▶ **TEXT SHOWN**
Fahland offered to provide Wyatt’s address, but McDermott told her to falsely indicate on the form that the address was unknown to her, which she did. She also signed an agreement in which she requested that the adoptive parents discuss adoption plans with the birth father. Wyatt was “purposely kept in the dark” about this meeting, and Fahland continued to make false statements to Wyatt at the urging of McDermott, indicating that she planned to raise the baby with Wyatt, with the purpose that he would not take steps to secure his parental rights and prevent the adoption.
To facilitate an adoption, McDermott contacted “A Act of Love” (Act of Love), a Utah adoption agency, and Utah attorney Larry Jenkins with Wood Jenkins LLP, a Utah law firm representing Act of Love.
Approximately one week prior to E.Z.’s birth, Fahland and her father met again with McDermott. At McDermott’s urging, Fahland spoke to Wyatt briefly on the phone and then sent him a text message informing him that she was receiving information about a potential adoption. Later that day and throughout the week prior to E.Z.’s birth, Fahland continued to assure Wyatt that she still planned to raise the baby with him.
Fahland concealed the fact that she was in labor during conversations with Wyatt, at the direction of McDermott and on behalf of the other defendants. E.Z. was born two weeks early, on February 10, 2009, in Virginia, and Wyatt was not informed of the birth. The next day, Fahland signed an affidavit stating that she had informed Wyatt she was working with a Utah adoption agency and an affidavit of paternity identifying Wyatt as the father. Despite her full knowledge of his address, she placed question marks as to his contact information on the notarized documents at the urging of McDermott. Thomas and Chandra Zarembinski, Utah residents who retained Act of Love to assist them in adopting a child and planned to adopt E.Z., signed an agreement stating that they were aware that E.Z.’s custody status might be unclear. On February 12, Fahland signed an affidavit of relinquishment and transferred custody to the Zarembinskis, who had travelled to Virginia to pick up the child. Wyatt claims all defendants induced Fahland to waive her parental rights knowing that Fahland did not want to relinquish rights to the baby and that Wyatt believed he would have parental rights....

▶ **INSTRUCTIONS**
A. Check each statement against the adoption excerpt and mark it yes or no, quoting the deciding words: (i) E.Z. was born in Utah. (ii) Act of Love is an adoption agency based in Utah. (iii) Fahland signed an affidavit of relinquishment on February 12.
B. Reproduce the adoption excerpt word for word, everything from "Fahland offered to" down to "Act of Love.".

▶ **Segmentation dataset excerpts**
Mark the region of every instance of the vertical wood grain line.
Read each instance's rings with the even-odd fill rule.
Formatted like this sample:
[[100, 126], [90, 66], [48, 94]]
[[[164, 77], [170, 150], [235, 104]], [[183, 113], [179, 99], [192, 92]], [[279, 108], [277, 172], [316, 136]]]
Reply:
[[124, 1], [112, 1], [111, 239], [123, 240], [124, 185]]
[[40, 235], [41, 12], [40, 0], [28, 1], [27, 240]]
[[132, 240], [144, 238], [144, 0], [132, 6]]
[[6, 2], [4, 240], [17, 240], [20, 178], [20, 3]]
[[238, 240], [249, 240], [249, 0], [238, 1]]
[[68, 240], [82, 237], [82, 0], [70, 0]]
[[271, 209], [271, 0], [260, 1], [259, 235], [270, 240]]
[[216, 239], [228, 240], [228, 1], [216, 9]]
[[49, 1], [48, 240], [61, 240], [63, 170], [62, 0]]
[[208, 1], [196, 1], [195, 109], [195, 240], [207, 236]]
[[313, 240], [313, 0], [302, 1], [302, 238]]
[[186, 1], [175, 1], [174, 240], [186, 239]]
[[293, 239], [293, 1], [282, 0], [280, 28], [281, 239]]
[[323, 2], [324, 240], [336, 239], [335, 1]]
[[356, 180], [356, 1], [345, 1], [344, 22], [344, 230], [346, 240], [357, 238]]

▶ **FULL ANSWERS**
A.
(i) No: "E.Z. was born two weeks early, on February 10, 2009, in Virginia"
(ii) Yes: "“A Act of Love” (Act of Love), a Utah adoption agency"
(iii) Yes: "On February 12, Fahland signed an affidavit of relinquishment"

B.
Fahland offered to provide Wyatt’s address, but McDermott told her to falsely indicate on the form that the address was unknown to her, which she did. She also signed an agreement in which she requested that the adoptive parents discuss adoption plans with the birth father. Wyatt was “purposely kept in the dark” about this meeting, and Fahland continued to make false statements to Wyatt at the urging of McDermott, indicating that she planned to raise the baby with Wyatt, with the purpose that he would not take steps to secure his parental rights and prevent the adoption.
To facilitate an adoption, McDermott contacted “A Act of Love” (Act of Love), a Utah adoption agency, and Utah attorney Larry Jenkins with Wood Jenkins LLP, a Utah law firm representing Act of Love.